PROBLEM DETAILS →
Rewrite the records from the line containing "Each <instance> lists" down through the line containing "box: [616, 449, 840, 541]", changing "positive clicks" to "foreground clicks" and keeping everything else the same. Return only those lines.

SOURCE DATA →
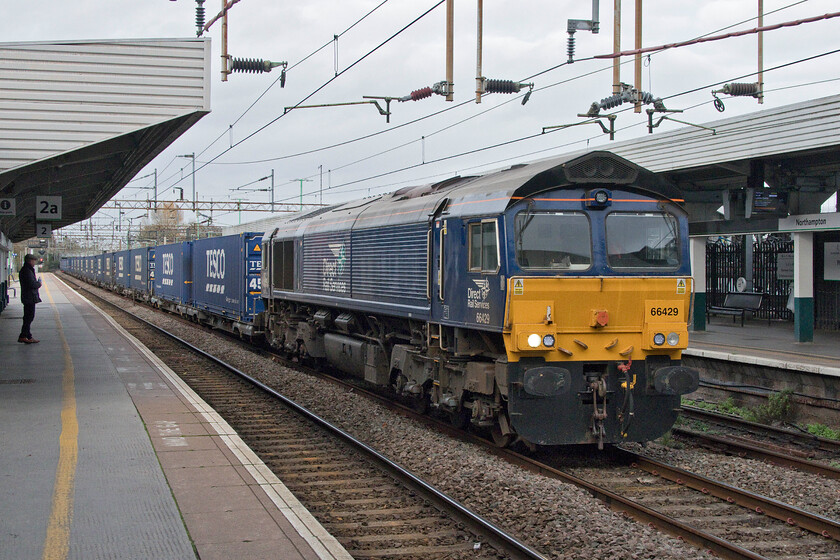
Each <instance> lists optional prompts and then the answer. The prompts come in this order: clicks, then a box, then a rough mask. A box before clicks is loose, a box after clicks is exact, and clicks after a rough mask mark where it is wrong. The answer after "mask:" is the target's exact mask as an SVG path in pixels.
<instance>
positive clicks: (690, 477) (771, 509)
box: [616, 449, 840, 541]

==

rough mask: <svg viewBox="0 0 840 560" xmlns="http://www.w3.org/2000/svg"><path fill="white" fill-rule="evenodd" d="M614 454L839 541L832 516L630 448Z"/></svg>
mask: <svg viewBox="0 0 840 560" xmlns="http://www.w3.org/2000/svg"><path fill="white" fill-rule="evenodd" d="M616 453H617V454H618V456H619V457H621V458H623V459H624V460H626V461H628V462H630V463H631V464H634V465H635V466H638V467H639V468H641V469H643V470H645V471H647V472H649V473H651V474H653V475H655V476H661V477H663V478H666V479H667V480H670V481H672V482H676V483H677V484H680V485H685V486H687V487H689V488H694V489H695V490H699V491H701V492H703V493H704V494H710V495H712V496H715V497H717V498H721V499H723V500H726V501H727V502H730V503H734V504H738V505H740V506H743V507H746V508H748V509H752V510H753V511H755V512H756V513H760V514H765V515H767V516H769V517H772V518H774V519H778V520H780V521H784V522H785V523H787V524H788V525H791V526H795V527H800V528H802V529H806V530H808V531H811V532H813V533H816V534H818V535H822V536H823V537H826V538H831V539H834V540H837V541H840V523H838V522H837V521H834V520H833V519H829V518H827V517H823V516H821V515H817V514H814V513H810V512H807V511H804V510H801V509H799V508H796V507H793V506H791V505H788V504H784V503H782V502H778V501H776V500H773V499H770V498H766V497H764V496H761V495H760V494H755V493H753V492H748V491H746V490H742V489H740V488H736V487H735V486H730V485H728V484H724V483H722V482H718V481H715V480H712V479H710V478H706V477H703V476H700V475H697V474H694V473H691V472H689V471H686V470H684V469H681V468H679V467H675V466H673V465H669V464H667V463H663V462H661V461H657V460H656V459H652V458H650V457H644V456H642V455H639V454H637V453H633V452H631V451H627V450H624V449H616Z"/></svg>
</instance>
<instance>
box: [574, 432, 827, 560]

COMPLETED TASK →
Each <instance> lists optional prompts and then the answer. The prompts come in this order: clicks, then a box, then a rough mask. A box before clicks is loose, a box after clicks is exact, and clicks after a rough mask mark where it is wrong. The answer after "mask:" is the target's exact mask as an SVG path in pixels.
<instance>
foreground clicks: (690, 477) (771, 509)
box: [616, 449, 840, 541]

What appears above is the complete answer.